**What is asked:** Rewrite the data from the beginning through the line that contains "(45, 106), (77, 126)", substituting "service" for every occurrence of "endpoint" and leaving all else unchanged.

**Supplied material:**
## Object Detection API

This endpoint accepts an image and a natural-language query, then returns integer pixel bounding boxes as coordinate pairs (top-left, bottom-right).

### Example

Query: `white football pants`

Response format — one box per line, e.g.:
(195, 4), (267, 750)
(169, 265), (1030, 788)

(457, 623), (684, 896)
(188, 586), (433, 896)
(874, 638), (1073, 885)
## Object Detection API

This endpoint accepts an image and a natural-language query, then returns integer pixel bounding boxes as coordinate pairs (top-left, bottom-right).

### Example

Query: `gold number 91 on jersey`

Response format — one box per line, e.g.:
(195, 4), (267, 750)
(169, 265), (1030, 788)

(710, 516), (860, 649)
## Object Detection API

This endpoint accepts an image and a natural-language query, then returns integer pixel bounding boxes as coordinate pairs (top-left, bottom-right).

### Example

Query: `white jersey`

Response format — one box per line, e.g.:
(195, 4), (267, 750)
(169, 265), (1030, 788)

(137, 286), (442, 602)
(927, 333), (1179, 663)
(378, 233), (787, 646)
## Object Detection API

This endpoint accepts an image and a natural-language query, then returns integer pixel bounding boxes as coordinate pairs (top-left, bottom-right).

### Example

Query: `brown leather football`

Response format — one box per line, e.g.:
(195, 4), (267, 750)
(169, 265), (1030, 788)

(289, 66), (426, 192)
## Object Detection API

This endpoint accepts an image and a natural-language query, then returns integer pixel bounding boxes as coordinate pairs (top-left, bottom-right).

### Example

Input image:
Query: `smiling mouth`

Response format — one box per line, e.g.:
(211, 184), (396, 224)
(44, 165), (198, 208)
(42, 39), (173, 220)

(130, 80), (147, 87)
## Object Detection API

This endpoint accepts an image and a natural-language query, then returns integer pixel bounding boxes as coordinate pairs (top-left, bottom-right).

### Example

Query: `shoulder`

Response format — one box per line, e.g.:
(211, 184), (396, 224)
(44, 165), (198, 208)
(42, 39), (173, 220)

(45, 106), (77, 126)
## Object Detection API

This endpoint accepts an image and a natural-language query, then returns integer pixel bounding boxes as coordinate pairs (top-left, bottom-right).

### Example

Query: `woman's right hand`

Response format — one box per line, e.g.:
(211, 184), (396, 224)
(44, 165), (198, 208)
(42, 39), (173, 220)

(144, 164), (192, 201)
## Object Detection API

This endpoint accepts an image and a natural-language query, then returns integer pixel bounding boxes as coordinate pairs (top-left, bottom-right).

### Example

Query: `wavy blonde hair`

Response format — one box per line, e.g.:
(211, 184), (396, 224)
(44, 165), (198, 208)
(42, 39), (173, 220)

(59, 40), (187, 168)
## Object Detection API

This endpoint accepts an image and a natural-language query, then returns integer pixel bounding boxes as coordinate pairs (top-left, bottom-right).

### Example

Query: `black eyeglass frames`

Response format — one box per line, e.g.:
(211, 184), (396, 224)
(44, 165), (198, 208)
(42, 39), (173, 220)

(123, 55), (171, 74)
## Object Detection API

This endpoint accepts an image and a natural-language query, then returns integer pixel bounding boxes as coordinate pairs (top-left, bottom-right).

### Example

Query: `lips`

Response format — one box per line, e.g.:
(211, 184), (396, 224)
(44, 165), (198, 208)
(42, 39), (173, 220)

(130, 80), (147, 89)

**Worked answer:**
## Object Detection API

This service accepts an image and a natural-language query, then returns integer pixel bounding boxes as coordinate pairs (top-left, bottom-right).

### Example

Query: `white football pants`

Response format — one box per line, e.g.:
(195, 4), (267, 750)
(169, 265), (1030, 788)

(457, 623), (684, 896)
(188, 586), (433, 896)
(874, 638), (1073, 885)
## Object Detection API

This service accepts an image and a natural-language query, then returns integer pixel bounding boxes as coordinate pairs (top-left, bottom-right).

### Example

Query: `gold number 91 on jersey`

Response format — one box per line, e.g.:
(195, 4), (267, 750)
(169, 265), (1030, 788)

(710, 516), (860, 649)
## Object Detection API

This service accepts an image and a natural-language query, then returns integer pixel bounding boxes as coordinate pairs (top-left, bottom-right).

### Example

Query: `white jersey`

Response format — one box per line, e.g.:
(195, 4), (267, 750)
(169, 265), (1030, 788)

(137, 286), (442, 602)
(927, 333), (1179, 663)
(378, 233), (787, 646)
## Object Detection API

This service accepts an image and a natural-language query, then returns integer pixel bounding boxes as coordinate pairs (top-left, bottom-right).

### Example

Query: `brown leather football`

Response format — one box per line, e.g.:
(195, 4), (267, 750)
(169, 265), (1030, 788)

(289, 66), (426, 192)
## Object Detection API

This service accepts an image and a natural-language query, then returns integer pixel bounding boxes as coordinate pairs (top-left, bottom-right).

### Example

Input image:
Query: `smiling mouth`

Response format — one box per line, e.g.:
(211, 184), (396, 224)
(44, 165), (198, 208)
(42, 39), (173, 220)

(130, 80), (147, 87)
## Object Detection API

This service accepts an image and a natural-language query, then returns integer pixel bounding boxes as coordinate pairs (top-left, bottom-right).

### Example

Query: `shoulder`

Response format — one box per line, e.g.:
(211, 184), (396, 224)
(44, 165), (198, 208)
(42, 39), (173, 220)

(45, 106), (77, 126)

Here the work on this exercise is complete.